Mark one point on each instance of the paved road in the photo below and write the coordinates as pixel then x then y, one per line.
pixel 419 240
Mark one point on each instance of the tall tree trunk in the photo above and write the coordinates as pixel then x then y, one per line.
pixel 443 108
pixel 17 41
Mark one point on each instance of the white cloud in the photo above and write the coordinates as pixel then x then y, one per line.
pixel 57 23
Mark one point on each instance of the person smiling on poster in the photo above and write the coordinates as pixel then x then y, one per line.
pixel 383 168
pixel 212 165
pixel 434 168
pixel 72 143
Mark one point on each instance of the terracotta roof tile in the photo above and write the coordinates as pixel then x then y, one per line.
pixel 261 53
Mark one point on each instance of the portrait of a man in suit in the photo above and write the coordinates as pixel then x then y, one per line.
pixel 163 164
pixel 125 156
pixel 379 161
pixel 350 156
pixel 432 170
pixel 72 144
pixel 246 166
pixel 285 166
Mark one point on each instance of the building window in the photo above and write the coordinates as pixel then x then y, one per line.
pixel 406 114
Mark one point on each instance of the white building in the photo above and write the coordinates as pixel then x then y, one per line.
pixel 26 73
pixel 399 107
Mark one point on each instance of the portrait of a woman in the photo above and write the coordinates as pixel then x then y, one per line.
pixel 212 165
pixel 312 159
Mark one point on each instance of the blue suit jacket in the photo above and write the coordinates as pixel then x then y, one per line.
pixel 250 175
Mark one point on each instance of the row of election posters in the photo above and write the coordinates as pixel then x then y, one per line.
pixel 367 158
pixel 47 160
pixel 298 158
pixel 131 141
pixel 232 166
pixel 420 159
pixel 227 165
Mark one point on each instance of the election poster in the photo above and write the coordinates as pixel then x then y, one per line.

WHAT YOU NEED TO DO.
Would you output the full listing exactly as it stands?

ANSWER TO THE EXERCISE.
Mark one point on each instance of the paved road in the photo below and write the coordinates as pixel then x then y, one per line.
pixel 419 240
Mark one point on each instance of the tall tree trunk in the photo above and write the coordinates as pixel then x then y, one per line.
pixel 443 108
pixel 17 41
Mark one point on each instance of the white cloud in the photo above and write the coordinates as pixel then x then y, one per line.
pixel 57 23
Mark one point on each instance of the person smiling on poster in the photo above and write the coordinates as pixel then x then y, one per line.
pixel 383 168
pixel 212 165
pixel 434 168
pixel 72 143
Mark one point on each instance of the terracotta roof tile in the photo above and write the coordinates as pixel then x then y, one per line.
pixel 261 53
Mark one point on each instance of the portrait of a man in suit in the photo above and write the coordinates as pixel then x then y, one per line.
pixel 163 164
pixel 125 156
pixel 379 161
pixel 350 156
pixel 432 170
pixel 72 144
pixel 246 166
pixel 285 166
Mark one point on each instance of the building window in the photo above and write the coordinates as pixel then x then y, one per line.
pixel 406 114
Mark one point on each instance of the white building in the photo above and write the coordinates as pixel then x then y, one per line.
pixel 26 73
pixel 399 107
Mark one point on each instance of the portrait of a woman in the photo above and write the coordinates as pixel then x then y, one per line.
pixel 212 165
pixel 312 159
Mark one point on each instance of the blue suit jacket in the photo above and write the coordinates as pixel then x then y, one per line.
pixel 250 175
Mark one point on each instance of the row of election posters in the photo above and write the coordinates as pixel then x then y, one per line.
pixel 367 158
pixel 47 160
pixel 298 158
pixel 131 141
pixel 232 166
pixel 420 159
pixel 227 165
Mark one point on each instance of the election poster in the photo above and write the coordinates as pixel then x then y, one per line.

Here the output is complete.